#### Task instructions
Repeat all of the data below word for word, and leave the pictures out.

*** Block opens ***

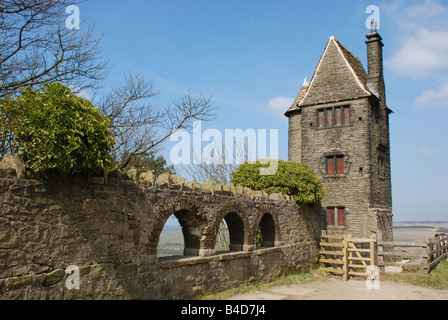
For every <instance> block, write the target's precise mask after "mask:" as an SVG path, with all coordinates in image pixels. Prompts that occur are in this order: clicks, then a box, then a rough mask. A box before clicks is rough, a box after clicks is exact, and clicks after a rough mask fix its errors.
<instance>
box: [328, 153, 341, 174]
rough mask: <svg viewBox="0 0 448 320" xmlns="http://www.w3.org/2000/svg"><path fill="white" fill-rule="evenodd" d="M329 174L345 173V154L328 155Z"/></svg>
mask: <svg viewBox="0 0 448 320" xmlns="http://www.w3.org/2000/svg"><path fill="white" fill-rule="evenodd" d="M327 174H344V156H343V155H331V156H327Z"/></svg>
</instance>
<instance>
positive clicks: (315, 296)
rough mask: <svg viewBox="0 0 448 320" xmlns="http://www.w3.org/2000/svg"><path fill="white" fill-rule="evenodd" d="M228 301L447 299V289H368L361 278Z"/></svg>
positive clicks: (278, 290) (302, 285)
mask: <svg viewBox="0 0 448 320" xmlns="http://www.w3.org/2000/svg"><path fill="white" fill-rule="evenodd" d="M229 300H448V290H435V289H429V288H424V287H418V286H412V285H406V284H398V283H395V282H392V281H381V282H380V288H379V289H368V288H367V287H366V282H365V281H363V280H350V281H342V280H338V279H330V280H328V281H319V282H312V283H307V284H298V285H291V286H273V287H270V288H269V289H268V290H266V291H263V292H250V293H245V294H238V295H236V296H233V297H232V298H230V299H229Z"/></svg>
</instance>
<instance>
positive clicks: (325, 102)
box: [285, 36, 373, 116]
mask: <svg viewBox="0 0 448 320" xmlns="http://www.w3.org/2000/svg"><path fill="white" fill-rule="evenodd" d="M366 82H367V72H366V71H365V69H364V67H363V66H362V63H361V61H360V60H359V59H358V58H357V57H356V56H355V55H353V54H352V53H351V52H350V51H349V50H348V49H347V48H346V47H344V46H343V45H342V44H341V43H340V42H339V41H338V40H337V39H336V37H334V36H331V37H330V38H329V39H328V42H327V45H326V46H325V50H324V53H323V54H322V56H321V58H320V60H319V64H318V65H317V68H316V70H315V72H314V75H313V78H312V79H311V82H309V83H307V82H305V83H304V85H303V86H302V88H301V89H300V92H299V94H298V96H297V98H296V100H295V101H294V103H293V104H292V106H291V107H290V108H289V109H288V111H287V112H286V113H285V115H286V116H288V114H289V113H290V112H292V111H295V110H300V109H301V108H302V107H304V106H307V105H316V104H323V103H330V102H337V101H344V100H351V99H357V98H361V97H368V96H371V95H372V94H373V93H372V92H371V91H370V90H369V88H368V87H367V84H366Z"/></svg>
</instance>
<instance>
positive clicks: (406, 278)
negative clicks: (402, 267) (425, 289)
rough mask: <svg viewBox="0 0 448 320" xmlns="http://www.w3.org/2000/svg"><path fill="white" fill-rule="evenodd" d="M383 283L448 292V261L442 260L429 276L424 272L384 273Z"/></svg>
mask: <svg viewBox="0 0 448 320" xmlns="http://www.w3.org/2000/svg"><path fill="white" fill-rule="evenodd" d="M380 279H381V281H383V280H384V281H396V282H401V283H407V284H411V285H415V286H421V287H426V288H433V289H440V290H448V260H446V259H445V260H442V261H440V263H439V264H438V265H437V266H436V268H435V269H433V270H432V271H431V273H430V274H429V275H428V274H427V272H426V271H424V270H416V271H403V272H402V273H397V274H393V273H382V274H381V277H380Z"/></svg>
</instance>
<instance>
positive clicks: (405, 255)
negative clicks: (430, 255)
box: [377, 241, 427, 268]
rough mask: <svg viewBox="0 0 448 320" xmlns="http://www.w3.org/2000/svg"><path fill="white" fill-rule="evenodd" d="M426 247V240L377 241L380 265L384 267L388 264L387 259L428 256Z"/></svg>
mask: <svg viewBox="0 0 448 320" xmlns="http://www.w3.org/2000/svg"><path fill="white" fill-rule="evenodd" d="M426 247H427V243H426V242H424V241H421V242H405V241H396V242H386V241H378V243H377V256H378V261H377V265H378V267H380V268H382V267H385V265H386V260H387V258H389V260H393V261H395V260H397V258H399V259H400V260H404V259H409V260H412V259H416V258H421V257H424V256H426Z"/></svg>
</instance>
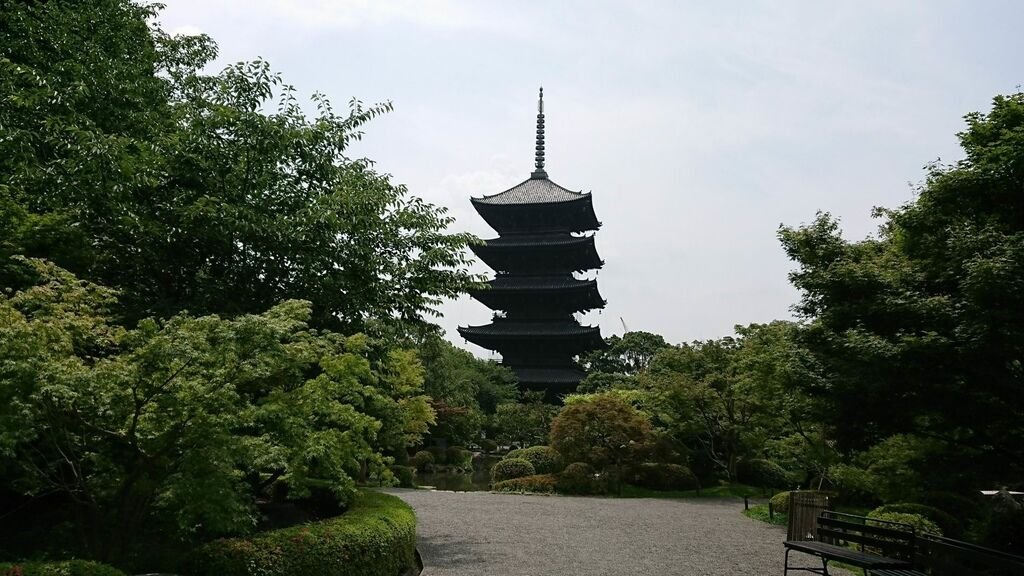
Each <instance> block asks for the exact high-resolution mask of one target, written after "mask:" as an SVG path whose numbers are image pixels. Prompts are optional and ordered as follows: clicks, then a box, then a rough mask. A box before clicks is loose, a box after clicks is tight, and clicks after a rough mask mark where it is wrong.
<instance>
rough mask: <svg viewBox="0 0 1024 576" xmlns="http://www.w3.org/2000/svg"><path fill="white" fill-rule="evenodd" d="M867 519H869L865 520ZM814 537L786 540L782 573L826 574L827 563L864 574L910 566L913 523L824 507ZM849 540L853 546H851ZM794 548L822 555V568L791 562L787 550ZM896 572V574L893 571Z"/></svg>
mask: <svg viewBox="0 0 1024 576" xmlns="http://www.w3.org/2000/svg"><path fill="white" fill-rule="evenodd" d="M868 522H869V523H868ZM816 535H817V540H786V541H785V542H783V546H785V568H784V571H783V574H784V575H787V574H788V573H790V571H791V570H792V571H803V572H813V573H815V574H821V575H822V576H827V575H828V563H829V562H831V561H836V562H842V563H844V564H847V565H849V566H855V567H857V568H860V569H861V570H863V571H864V574H868V573H870V574H879V573H880V571H883V570H912V569H913V565H912V563H911V559H912V558H913V551H914V534H913V527H912V526H909V525H906V524H900V523H895V522H886V521H881V520H879V521H877V520H873V519H871V520H870V521H868V519H866V518H864V517H858V516H853V515H846V513H842V512H834V511H830V510H825V511H823V512H821V516H819V517H818V522H817V530H816ZM851 544H854V545H856V547H851ZM793 550H797V551H799V552H804V553H807V554H811V556H816V557H818V558H820V559H821V568H816V567H808V566H790V552H792V551H793ZM892 576H895V575H892Z"/></svg>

*** Block closes ***

#### Written reply
For every <instance> block, write the target's precise mask after "mask:" as an SVG path, with all coordinates in image pixels. Prompts that occur are in this order: clicks, then a box, then a rough mask. A box before clicks is rough, a box after clicks is exact, and clicks after a rough mask fix its errors.
<instance>
box: [328, 153, 341, 174]
rough mask: <svg viewBox="0 0 448 320" xmlns="http://www.w3.org/2000/svg"><path fill="white" fill-rule="evenodd" d="M329 174L345 173V154L328 155Z"/></svg>
mask: <svg viewBox="0 0 448 320" xmlns="http://www.w3.org/2000/svg"><path fill="white" fill-rule="evenodd" d="M327 174H344V156H343V155H331V156H327Z"/></svg>
</instance>
<instance>
positive clicks: (315, 296)
rough mask: <svg viewBox="0 0 448 320" xmlns="http://www.w3.org/2000/svg"><path fill="white" fill-rule="evenodd" d="M228 301L447 299V289H368L361 278Z"/></svg>
positive clicks: (278, 290) (302, 285)
mask: <svg viewBox="0 0 448 320" xmlns="http://www.w3.org/2000/svg"><path fill="white" fill-rule="evenodd" d="M229 300H448V290H435V289H429V288H424V287H418V286H412V285H406V284H398V283H395V282H392V281H381V282H380V288H379V289H368V288H367V287H366V282H365V281H363V280H350V281H342V280H338V279H330V280H328V281H319V282H312V283H307V284H298V285H291V286H273V287H270V288H269V289H268V290H266V291H263V292H250V293H245V294H238V295H236V296H233V297H232V298H230V299H229Z"/></svg>
</instance>
<instance>
positive clicks: (325, 102)
box: [285, 36, 373, 116]
mask: <svg viewBox="0 0 448 320" xmlns="http://www.w3.org/2000/svg"><path fill="white" fill-rule="evenodd" d="M366 82H367V72H366V71H365V69H364V67H363V66H362V63H361V61H360V60H359V59H358V58H357V57H356V56H355V55H353V54H352V53H351V52H350V51H349V50H348V49H347V48H346V47H344V46H343V45H342V44H341V43H340V42H339V41H338V40H337V39H336V37H334V36H331V37H330V38H329V39H328V42H327V45H326V46H325V50H324V53H323V54H322V56H321V58H320V60H319V64H318V65H317V68H316V70H315V72H314V75H313V78H312V79H311V82H309V83H307V82H305V83H304V85H303V86H302V88H301V89H300V92H299V94H298V96H297V98H296V100H295V101H294V103H293V104H292V106H291V107H290V108H289V109H288V111H287V112H286V113H285V115H286V116H288V114H289V113H290V112H292V111H295V110H300V109H301V108H302V107H304V106H307V105H316V104H323V103H330V102H337V101H344V100H351V99H357V98H361V97H368V96H371V95H372V94H373V93H372V92H371V91H370V90H369V88H368V87H367V84H366Z"/></svg>
</instance>
<instance>
positive clicks: (406, 278)
negative clicks: (402, 267) (425, 289)
rough mask: <svg viewBox="0 0 448 320" xmlns="http://www.w3.org/2000/svg"><path fill="white" fill-rule="evenodd" d="M383 283L448 292V261L442 260L429 276L424 272L384 273Z"/></svg>
mask: <svg viewBox="0 0 448 320" xmlns="http://www.w3.org/2000/svg"><path fill="white" fill-rule="evenodd" d="M380 279H381V281H383V280H384V281H396V282H401V283H407V284H411V285H415V286H421V287H426V288H433V289H440V290H448V260H446V259H445V260H442V261H440V263H439V264H438V265H437V266H436V268H435V269H433V270H432V271H431V273H430V274H429V275H428V274H427V272H426V271H424V270H416V271H403V272H402V273H397V274H393V273H382V274H381V277H380Z"/></svg>
</instance>
<instance>
positive clicks: (405, 255)
negative clicks: (430, 255)
box: [377, 241, 427, 268]
rough mask: <svg viewBox="0 0 448 320" xmlns="http://www.w3.org/2000/svg"><path fill="white" fill-rule="evenodd" d="M426 247V240L377 241L380 265L384 267L388 264L387 259L428 256Z"/></svg>
mask: <svg viewBox="0 0 448 320" xmlns="http://www.w3.org/2000/svg"><path fill="white" fill-rule="evenodd" d="M426 247H427V243H426V242H424V241H421V242H405V241H396V242H386V241H378V243H377V256H378V261H377V265H378V267H380V268H382V267H385V265H386V260H387V258H389V260H393V261H395V260H397V258H399V259H400V260H404V259H409V260H412V259H416V258H421V257H424V256H426Z"/></svg>
</instance>
Each <instance> block asks for the exact high-resolution mask of one target, written after "mask:" as an SVG path whose numbers are image pixels. Prompts are optional and ordered as follows: clicks, then a box, then a rough mask. A box before clicks is loose, a box after clicks is tight, and clicks after a rough mask mark where it is wrong.
<instance>
rough mask: <svg viewBox="0 0 1024 576" xmlns="http://www.w3.org/2000/svg"><path fill="white" fill-rule="evenodd" d="M867 519H869L865 520ZM814 537L786 540L782 573L826 574L827 563L864 574L910 566L913 523L824 507ZM849 540L853 546H851ZM794 548L822 555V568L791 562L787 550ZM896 572V574L893 571Z"/></svg>
mask: <svg viewBox="0 0 1024 576" xmlns="http://www.w3.org/2000/svg"><path fill="white" fill-rule="evenodd" d="M868 522H869V523H868ZM816 535H817V540H786V541H785V542H783V546H785V568H784V571H783V574H784V575H787V574H788V573H790V571H791V570H792V571H803V572H813V573H815V574H821V575H822V576H827V575H828V563H829V562H831V561H836V562H842V563H844V564H847V565H849V566H855V567H857V568H860V569H861V570H863V571H864V574H868V573H870V574H879V573H880V571H883V570H912V569H913V565H912V563H911V559H912V558H913V551H914V534H913V527H912V526H909V525H906V524H900V523H895V522H886V521H881V520H879V521H877V520H873V519H871V520H870V521H868V519H866V518H864V517H858V516H853V515H846V513H842V512H834V511H830V510H825V511H823V512H821V516H819V517H818V522H817V530H816ZM851 544H854V545H856V547H851ZM793 550H797V551H799V552H804V553H807V554H811V556H816V557H818V558H820V559H821V568H816V567H808V566H790V552H792V551H793ZM892 576H895V575H892Z"/></svg>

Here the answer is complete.